Saved entries:
--

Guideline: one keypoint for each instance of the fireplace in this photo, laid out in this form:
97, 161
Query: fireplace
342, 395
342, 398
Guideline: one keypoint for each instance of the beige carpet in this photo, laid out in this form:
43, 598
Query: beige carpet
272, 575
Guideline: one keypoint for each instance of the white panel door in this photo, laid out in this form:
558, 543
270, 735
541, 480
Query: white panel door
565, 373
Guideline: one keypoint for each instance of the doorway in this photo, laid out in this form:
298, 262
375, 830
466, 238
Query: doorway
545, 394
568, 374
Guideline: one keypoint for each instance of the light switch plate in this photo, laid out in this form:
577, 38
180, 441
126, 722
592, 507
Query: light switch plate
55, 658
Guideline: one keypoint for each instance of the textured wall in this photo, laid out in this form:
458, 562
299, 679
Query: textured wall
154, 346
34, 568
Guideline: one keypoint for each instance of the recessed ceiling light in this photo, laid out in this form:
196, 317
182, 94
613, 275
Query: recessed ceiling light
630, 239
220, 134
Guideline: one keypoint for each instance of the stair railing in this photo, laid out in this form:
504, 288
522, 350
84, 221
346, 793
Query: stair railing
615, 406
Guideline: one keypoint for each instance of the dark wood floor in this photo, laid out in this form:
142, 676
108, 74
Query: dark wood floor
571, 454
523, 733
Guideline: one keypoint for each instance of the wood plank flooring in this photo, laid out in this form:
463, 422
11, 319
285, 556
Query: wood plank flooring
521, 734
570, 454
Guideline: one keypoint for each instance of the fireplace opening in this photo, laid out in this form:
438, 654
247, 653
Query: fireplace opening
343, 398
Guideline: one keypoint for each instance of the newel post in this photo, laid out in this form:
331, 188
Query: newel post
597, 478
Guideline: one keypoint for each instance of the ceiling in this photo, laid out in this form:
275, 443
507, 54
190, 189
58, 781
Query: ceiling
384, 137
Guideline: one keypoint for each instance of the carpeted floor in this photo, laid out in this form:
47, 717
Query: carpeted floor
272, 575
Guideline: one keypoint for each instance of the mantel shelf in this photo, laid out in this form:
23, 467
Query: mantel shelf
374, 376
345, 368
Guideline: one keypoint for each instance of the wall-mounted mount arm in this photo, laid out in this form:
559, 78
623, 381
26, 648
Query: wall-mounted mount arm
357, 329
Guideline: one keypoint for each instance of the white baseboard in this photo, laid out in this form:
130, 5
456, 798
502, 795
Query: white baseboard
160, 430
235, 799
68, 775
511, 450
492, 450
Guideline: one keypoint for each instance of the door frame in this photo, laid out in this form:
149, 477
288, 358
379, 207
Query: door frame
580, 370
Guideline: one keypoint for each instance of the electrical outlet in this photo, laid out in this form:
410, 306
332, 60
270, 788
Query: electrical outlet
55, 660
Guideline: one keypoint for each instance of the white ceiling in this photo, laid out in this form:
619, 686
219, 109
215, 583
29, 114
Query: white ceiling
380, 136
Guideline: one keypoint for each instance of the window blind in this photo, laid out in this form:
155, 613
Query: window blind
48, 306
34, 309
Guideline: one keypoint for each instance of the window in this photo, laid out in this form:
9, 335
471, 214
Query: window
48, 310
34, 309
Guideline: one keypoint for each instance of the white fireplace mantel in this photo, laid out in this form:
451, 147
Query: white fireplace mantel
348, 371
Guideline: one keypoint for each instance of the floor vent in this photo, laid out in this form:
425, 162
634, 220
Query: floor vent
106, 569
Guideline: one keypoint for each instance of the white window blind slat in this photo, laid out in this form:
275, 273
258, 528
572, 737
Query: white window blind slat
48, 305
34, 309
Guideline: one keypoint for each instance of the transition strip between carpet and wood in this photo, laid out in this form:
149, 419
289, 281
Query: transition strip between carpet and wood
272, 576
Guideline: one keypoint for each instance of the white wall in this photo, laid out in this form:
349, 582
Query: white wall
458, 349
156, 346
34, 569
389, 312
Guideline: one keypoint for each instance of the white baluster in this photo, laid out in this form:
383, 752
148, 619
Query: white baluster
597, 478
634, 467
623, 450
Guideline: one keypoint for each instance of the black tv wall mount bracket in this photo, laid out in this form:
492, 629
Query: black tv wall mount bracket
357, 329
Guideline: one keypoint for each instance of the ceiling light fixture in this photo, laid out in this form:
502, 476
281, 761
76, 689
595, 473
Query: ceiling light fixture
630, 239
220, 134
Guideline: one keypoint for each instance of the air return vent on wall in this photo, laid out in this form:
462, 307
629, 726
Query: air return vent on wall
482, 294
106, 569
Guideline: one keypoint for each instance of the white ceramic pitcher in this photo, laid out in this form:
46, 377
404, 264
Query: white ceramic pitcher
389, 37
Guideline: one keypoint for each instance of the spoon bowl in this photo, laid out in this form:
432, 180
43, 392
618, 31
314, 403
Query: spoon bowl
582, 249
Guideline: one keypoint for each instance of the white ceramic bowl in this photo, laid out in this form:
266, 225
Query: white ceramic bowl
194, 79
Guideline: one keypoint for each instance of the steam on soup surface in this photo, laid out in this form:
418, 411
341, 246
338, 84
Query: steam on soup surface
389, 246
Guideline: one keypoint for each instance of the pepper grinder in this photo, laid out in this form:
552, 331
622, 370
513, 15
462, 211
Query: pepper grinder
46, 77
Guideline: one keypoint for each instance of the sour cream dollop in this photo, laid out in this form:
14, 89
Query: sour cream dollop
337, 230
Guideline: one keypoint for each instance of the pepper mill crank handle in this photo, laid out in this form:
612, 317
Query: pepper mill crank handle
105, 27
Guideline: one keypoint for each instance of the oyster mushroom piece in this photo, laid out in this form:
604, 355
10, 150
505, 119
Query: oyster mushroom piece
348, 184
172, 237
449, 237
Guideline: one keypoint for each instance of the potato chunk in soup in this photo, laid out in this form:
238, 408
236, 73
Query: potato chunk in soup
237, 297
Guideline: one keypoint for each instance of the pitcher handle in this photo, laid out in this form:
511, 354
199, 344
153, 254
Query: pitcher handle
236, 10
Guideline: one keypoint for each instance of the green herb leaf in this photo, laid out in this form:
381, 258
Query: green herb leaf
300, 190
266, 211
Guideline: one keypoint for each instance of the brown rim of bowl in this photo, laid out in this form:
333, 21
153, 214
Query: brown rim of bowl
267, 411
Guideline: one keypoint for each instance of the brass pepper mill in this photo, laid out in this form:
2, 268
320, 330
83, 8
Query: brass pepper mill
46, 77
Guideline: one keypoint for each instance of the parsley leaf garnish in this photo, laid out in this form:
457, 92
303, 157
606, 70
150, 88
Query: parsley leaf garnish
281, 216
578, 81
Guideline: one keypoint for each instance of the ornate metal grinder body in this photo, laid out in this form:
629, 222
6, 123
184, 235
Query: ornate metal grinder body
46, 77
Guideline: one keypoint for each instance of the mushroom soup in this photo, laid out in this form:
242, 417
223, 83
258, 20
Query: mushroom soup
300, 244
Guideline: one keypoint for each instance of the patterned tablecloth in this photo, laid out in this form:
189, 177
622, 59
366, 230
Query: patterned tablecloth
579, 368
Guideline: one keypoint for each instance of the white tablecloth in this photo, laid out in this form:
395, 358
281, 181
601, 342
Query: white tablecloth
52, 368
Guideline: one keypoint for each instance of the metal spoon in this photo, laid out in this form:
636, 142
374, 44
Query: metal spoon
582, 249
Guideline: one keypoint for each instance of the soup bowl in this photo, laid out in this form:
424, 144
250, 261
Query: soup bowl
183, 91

--

INSTRUCTIONS TO FOLLOW: Repeat every line of the data verbatim.

ANSWER SPACE:
Guideline: one keypoint for each instance of the fireplace in this photo, laid out in this form:
97, 161
Query: fireplace
342, 395
342, 398
Guideline: one keypoint for each instance of the beige carpet in this photo, laid out in this form:
43, 598
Query: beige carpet
272, 575
Guideline: one keypoint for each instance of the white panel door in this photo, laid out in this form:
558, 543
270, 735
541, 480
Query: white panel door
565, 373
Guideline: one keypoint for each instance of the doorway in this photo, laid out in this form:
298, 262
375, 830
466, 238
Query: doorway
545, 394
568, 374
Guideline: one keypoint for each instance of the light switch plate in this photo, laid out in this form:
577, 38
180, 441
126, 722
592, 507
Query: light switch plate
55, 658
Guideline: one keypoint for each instance of the textured wall in this photo, laid out in this form:
458, 562
299, 679
Query: textured wall
154, 346
34, 568
Guideline: one keypoint for each instance of the recessed ceiling light in this photo, laid out in this form:
196, 317
182, 94
613, 275
Query: recessed ceiling light
630, 239
220, 134
Guideline: one keypoint for each instance of the stair railing in this photo, laid out in this form:
504, 288
522, 350
84, 221
346, 793
Query: stair railing
615, 406
Guideline: one keypoint for each instance of the dark wood floor in this photo, laid out in this form:
142, 676
108, 74
Query: dark wood floor
571, 454
523, 733
Guideline: one keypoint for each instance of the wood plank flooring in this photo, laid out in this form:
463, 422
11, 319
285, 556
Query: wood plank flooring
521, 734
570, 454
Guideline: one keypoint for each instance of the fireplace opening in this photo, laid out in this form:
438, 654
247, 653
Query: fireplace opening
343, 398
Guideline: one keypoint for each instance of the newel post in this photo, laid out in this form:
331, 188
Query: newel post
597, 478
Guideline: one keypoint for each instance of the ceiling in this photo, laid out in this form:
275, 443
507, 54
190, 189
58, 781
Query: ceiling
384, 137
Guideline: one keypoint for each instance of the carpeted floor in this photo, laid out in this form:
47, 717
Query: carpeted floor
272, 575
Guideline: one keypoint for each instance of the mantel shelf in this photo, laid out in this form:
23, 467
Query: mantel shelf
374, 376
345, 368
Guideline: one keypoint for each instance of the wall-mounted mount arm in this photo, laid out in this form:
559, 78
623, 381
26, 648
Query: wall-mounted mount arm
357, 329
Guideline: one keypoint for each instance of the white baseboard in this photo, laid out in this form:
130, 5
456, 798
502, 795
Query: white baseboard
160, 430
235, 799
68, 775
511, 450
492, 450
Guideline: one keypoint for each instance of the door frame in this photo, laid out in this form:
149, 477
288, 358
379, 207
Query: door frame
580, 370
Guideline: one keypoint for each instance of the electrical outlet in this photo, laid out in this form:
410, 306
332, 60
270, 788
Query: electrical outlet
55, 660
Guideline: one keypoint for each instance of the white ceiling in this photo, laid out in this form:
619, 686
219, 109
215, 583
29, 114
Query: white ceiling
380, 136
Guideline: one keypoint for each instance of the window blind in this photo, laid out in this form:
155, 613
Query: window blind
48, 306
34, 309
Guideline: one keypoint for each instance of the window in this photo, laid out in this form:
9, 335
471, 214
Query: window
48, 310
34, 309
Guideline: one keypoint for each instance of the white fireplace mantel in this photo, laid out in this form:
451, 147
Query: white fireplace mantel
348, 371
Guideline: one keypoint for each instance of the floor vent in this photo, laid out in this form:
425, 162
634, 220
Query: floor vent
106, 569
Guideline: one keypoint for each instance of the white window blind slat in this photo, laid out in this form:
275, 273
258, 528
572, 737
Query: white window blind slat
48, 305
34, 309
Guideline: one keypoint for each instance of the transition strip between carpet and wood in this photo, laid out in this form:
149, 419
289, 281
Query: transition strip between carpet and wood
272, 576
Guideline: one keypoint for each instance of the white wall in this photo, laid out in this form:
349, 582
Query: white wall
458, 349
156, 346
34, 569
389, 312
Guideline: one keypoint for each instance of the white baluster in this photo, laid out in this form:
383, 752
148, 619
Query: white baluster
597, 478
634, 467
623, 450
Guideline: one keypoint for each instance of the black tv wall mount bracket in this photo, laid out in this form:
492, 629
Query: black tv wall mount bracket
357, 329
Guideline: one keypoint for each instance of the ceiling light fixture in this photo, laid out in this form:
502, 476
281, 761
76, 689
595, 473
Query: ceiling light fixture
630, 239
220, 134
Guideline: one keypoint for each instance of the air return vent on wall in this photo, laid out in this form:
462, 307
629, 726
Query: air return vent on wall
482, 294
106, 569
Guideline: one keypoint for each instance of the white ceramic pitcher in this photo, laid out in this form:
46, 377
404, 264
Query: white ceramic pitcher
389, 37
Guideline: one keypoint for each instance of the spoon bowl in this photo, laid out in this form:
432, 180
43, 392
618, 31
314, 403
Query: spoon bowl
582, 249
Guideline: one keypoint for each instance of the white ceramic bowl in this photo, laid out in this form:
266, 225
Query: white ceramic bowl
194, 79
Guideline: one keypoint for each instance of the steam on soup surface in this photo, laid out in this form:
418, 411
341, 246
338, 84
Query: steam on soup surface
389, 246
Guideline: one keypoint for each instance of the pepper grinder in this photo, laid out in this form:
552, 331
622, 370
513, 15
462, 211
Query: pepper grinder
46, 77
Guideline: one keypoint for each instance of the sour cream dollop in this photo, laid out in this form:
14, 89
Query: sour cream dollop
337, 230
Guideline: one keypoint for each instance of the pepper mill crank handle in this photo, laid out in this form:
612, 317
Query: pepper mill crank handle
105, 27
Guideline: one keypoint for each instance of the oyster mushroom piece in this photo, laid out in this form:
604, 355
10, 150
505, 119
Query: oyster mushroom piece
348, 184
172, 237
449, 237
Guideline: one keypoint for each instance of the potato chunk in soup in this photo, laid out in this form:
238, 408
236, 73
Query: potato chunk in soup
237, 297
Guideline: one keypoint for each instance of the pitcher handle in this photo, laid out in this form:
511, 354
199, 344
153, 254
Query: pitcher handle
236, 10
Guideline: one keypoint for each instance of the green herb leaf in this photo, laid out in this form:
381, 258
Query: green herb leaf
300, 190
266, 211
Guideline: one keypoint for each instance of the brown rim of bowl in this photo, laid out in this form:
333, 21
153, 214
Query: brown rim of bowl
267, 411
Guideline: one keypoint for each instance of the brass pepper mill in this photo, laid out in this form:
2, 268
320, 330
83, 8
Query: brass pepper mill
46, 77
Guideline: one keypoint for each instance of the parsley leaf garnish in this photo, laid out in this form:
457, 92
303, 157
606, 70
150, 88
Query: parsley leaf garnish
281, 216
578, 81
Guideline: one keypoint for each instance of the ornate metal grinder body in this photo, laid out in this form:
629, 222
6, 123
184, 235
Query: ornate metal grinder body
46, 77
Guideline: one keypoint for each instance of the mushroom soup in this photo, laid out in this form:
242, 417
223, 83
258, 20
Query: mushroom soup
300, 244
Guideline: one keypoint for each instance of the patterned tablecloth in this photo, laid out in this form:
189, 177
622, 59
366, 230
Query: patterned tablecloth
579, 368
Guideline: one keypoint for each instance of the white tablecloth in this photo, laid out in this form:
395, 358
281, 181
601, 342
Query: white tablecloth
52, 368
Guideline: one keypoint for each instance of the metal spoon in this photo, laid out in this form:
636, 142
374, 44
Query: metal spoon
582, 249
Guideline: one keypoint for each instance of the soup bowl in this photo, laid out in this form:
424, 144
250, 261
Query: soup bowl
183, 91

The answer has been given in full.